* Supplied text *
I suggest, as a corollary to Orwell's prescient observation that (I'm paraphrasing) some things are so stupid that only an intellectual could believe them.
Should you seek stupidity in depth and a full lock on all mental development, enrol in a prestige high-fee North American liberal university. Further, I hold that whatever debates may be underway about the targets of Orwell's dystopian Nineteen Eighty Four, the modern university is the only institution that has taken that noble work for use as a manual.
For where else are words turned quite upside down, flipped over to stand on their bruised heads and told to dance to the rigorous tunes of fanatics? For it is only on a university campus that simple, basic words are made by violence to take on their exact and opposite meanings: up is down, right is wrong, day is night, and anti-fascism is fascism.
A couple of nights ago the Twitter-banished, Trump supporter, Internet gadfly and author Milo Yiannopoulos was scheduled to give a talk at the (hilariously regarded) home of the Free Speech movement of the 1960s, Berkeley campus in Oceania, sorry, in California. If I were to characterize Yiannopoulos I'd put him down as a right-wing, more sophisticated version of Jon Stewart. He is certainly more clever. There is a relaxed quality to his goading of the politically correct hordes that Stewart's more determined sneering never really achieved.
Milo doesn't have a TV show (yet) but he gives talks and is on a campus tour. Naturally when he showed up at Berkeley a riot broke out. A little flavour of the evening may be gleaned from any number of sources: "Protesters armed with bricks and fireworks mounted an assault on the building hosting a speech by ... Milo Yiannopoulos." Another: "Several injuries have been reported and at least four banks have been vandalized after demonstrators marched away from the scene of a violent protest at the cancelled speaking event by ... speaker Yiannopoulos."
And just one more: "As the gathered crowd got more agitated, masked "black bloc" activists began hurling projectiles including bricks, lit fireworks and rocks at the building and police. Some used police barriers as battering rams to attack the doors of the venue, breaching at least one of the doors and entering the venue on the first floor."

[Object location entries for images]
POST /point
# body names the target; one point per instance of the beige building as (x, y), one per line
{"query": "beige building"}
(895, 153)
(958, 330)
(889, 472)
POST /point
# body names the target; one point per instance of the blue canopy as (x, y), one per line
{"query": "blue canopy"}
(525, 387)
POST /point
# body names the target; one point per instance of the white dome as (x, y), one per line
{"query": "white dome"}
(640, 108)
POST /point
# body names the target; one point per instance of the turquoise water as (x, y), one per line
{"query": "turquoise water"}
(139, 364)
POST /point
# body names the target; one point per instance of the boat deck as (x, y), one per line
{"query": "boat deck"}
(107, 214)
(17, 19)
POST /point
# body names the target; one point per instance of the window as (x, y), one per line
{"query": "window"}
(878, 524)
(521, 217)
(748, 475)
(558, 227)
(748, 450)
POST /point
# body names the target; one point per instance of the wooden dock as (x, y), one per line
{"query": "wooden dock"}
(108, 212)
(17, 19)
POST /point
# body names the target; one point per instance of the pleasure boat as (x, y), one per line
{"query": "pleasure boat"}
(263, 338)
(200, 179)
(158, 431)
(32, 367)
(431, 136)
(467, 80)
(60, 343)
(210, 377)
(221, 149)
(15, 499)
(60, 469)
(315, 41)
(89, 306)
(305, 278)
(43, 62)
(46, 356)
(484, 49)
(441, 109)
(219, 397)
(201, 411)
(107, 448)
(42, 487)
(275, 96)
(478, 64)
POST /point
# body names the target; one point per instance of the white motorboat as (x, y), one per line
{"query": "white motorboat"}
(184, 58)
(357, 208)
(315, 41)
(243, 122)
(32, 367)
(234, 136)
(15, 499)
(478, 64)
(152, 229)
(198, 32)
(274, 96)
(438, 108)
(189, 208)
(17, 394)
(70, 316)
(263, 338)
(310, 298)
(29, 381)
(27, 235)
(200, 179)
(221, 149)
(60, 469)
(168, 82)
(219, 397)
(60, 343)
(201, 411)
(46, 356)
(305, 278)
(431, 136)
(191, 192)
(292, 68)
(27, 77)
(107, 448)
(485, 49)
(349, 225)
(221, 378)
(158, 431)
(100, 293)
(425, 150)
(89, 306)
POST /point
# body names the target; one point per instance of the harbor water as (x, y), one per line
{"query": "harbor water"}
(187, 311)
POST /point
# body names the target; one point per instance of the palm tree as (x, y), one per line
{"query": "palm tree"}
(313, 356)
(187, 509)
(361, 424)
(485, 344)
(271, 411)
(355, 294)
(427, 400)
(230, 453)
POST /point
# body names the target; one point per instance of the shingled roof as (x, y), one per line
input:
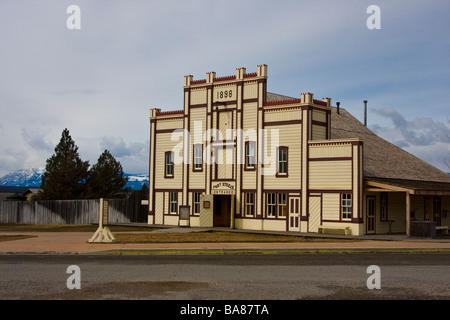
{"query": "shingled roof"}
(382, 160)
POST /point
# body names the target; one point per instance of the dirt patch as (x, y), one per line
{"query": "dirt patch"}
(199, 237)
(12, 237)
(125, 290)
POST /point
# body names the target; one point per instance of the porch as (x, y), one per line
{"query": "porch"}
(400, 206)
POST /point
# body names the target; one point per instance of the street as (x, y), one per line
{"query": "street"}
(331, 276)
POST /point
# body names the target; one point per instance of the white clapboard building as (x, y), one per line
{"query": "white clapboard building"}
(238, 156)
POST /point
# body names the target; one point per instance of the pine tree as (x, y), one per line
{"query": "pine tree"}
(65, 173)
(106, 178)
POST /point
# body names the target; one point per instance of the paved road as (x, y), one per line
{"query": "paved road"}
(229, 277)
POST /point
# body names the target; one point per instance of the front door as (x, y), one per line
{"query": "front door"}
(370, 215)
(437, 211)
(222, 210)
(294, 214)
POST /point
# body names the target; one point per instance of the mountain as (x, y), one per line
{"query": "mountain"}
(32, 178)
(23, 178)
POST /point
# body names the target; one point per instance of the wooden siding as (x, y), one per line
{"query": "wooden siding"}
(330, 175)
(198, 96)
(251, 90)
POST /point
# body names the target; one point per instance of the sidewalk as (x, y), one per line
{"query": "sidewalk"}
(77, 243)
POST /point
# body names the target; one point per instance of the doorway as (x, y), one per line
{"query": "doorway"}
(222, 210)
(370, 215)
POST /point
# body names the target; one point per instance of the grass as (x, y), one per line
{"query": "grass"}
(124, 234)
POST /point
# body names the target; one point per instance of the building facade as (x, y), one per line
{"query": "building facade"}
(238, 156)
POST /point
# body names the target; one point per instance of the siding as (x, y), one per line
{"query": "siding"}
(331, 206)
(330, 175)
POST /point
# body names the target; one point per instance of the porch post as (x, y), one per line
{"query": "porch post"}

* Objectives *
(a) Reproduce the passage of the essay on the Berkeley riot starting with "For where else" and going on through "never really achieved.".
(b) List every inverted word pair that the essay on the Berkeley riot gives as an example of words being forced to take on their opposite meanings.
(c) Resume the essay on the Berkeley riot from the point where it ends.

* Exercise answers *
(a)
For where else are words turned quite upside down, flipped over to stand on their bruised heads and told to dance to the rigorous tunes of fanatics? For it is only on a university campus that simple, basic words are made by violence to take on their exact and opposite meanings: up is down, right is wrong, day is night, and anti-fascism is fascism.
A couple of nights ago the Twitter-banished, Trump supporter, Internet gadfly and author Milo Yiannopoulos was scheduled to give a talk at the (hilariously regarded) home of the Free Speech movement of the 1960s, Berkeley campus in Oceania, sorry, in California. If I were to characterize Yiannopoulos I'd put him down as a right-wing, more sophisticated version of Jon Stewart. He is certainly more clever. There is a relaxed quality to his goading of the politically correct hordes that Stewart's more determined sneering never really achieved.

(b)
- up is down
- right is wrong
- day is night
- anti-fascism is fascism

(c)
Now what do we call it when people in black uniforms and face masks storm a speaking venue, assault attendees, light fires and throw bricks at police with the express purpose of shutting down a speech? Would "fascist" work for you? In this context, and remembering it is a university campus where this outrage was perpetrated, I think fascist will serve quite nicely. And then we may advance to giving the name of the group that sponsored this giddy fit of intolerance and mayhem. They call themselves "AntiFa" which is the cute way campus blackshirts like to spell anti-fascist these days.
For it is only on a university campus that simple, basic words are made by violence to take on their exact and opposite meanings: up is down, right is wrong, day is night, and anti-fascism is fascism.
You see thereby what I mean by saying it is only in a university setting that words and descriptions are not only torn from their roots, mauled and variously abused, but put to service in the exact opposite of all their meaning. For those who are little too fond of invoking an analogy with the Weimar Republic in these Trumpian days, it might be worth looking in a reverse direction at Trump's more fanatic opponents for a more faithful deployment of the comparison. As between the well-coiffed, mild-mannered Yiannopoulos and a mob of black-clad mask-wearing brick-tossing rioters, I'd go with nominating the latter as the fascist crowd.
Righteousness staggers the angry mind. The rioters presented the "argument" that Yiannopoulos's (aborted) talk was an act of violence, while ever so superciliously they maintained that their acts of violence were free speech. One pureblood nitwit at the event whined that it wasn't Milo's talk, per se, that triggered her, but that she feared that in some future class she might unwittingly be sitting next to someone who had attended it. (Does Berkeley have an entrance exam? Does it require baying at the moon?)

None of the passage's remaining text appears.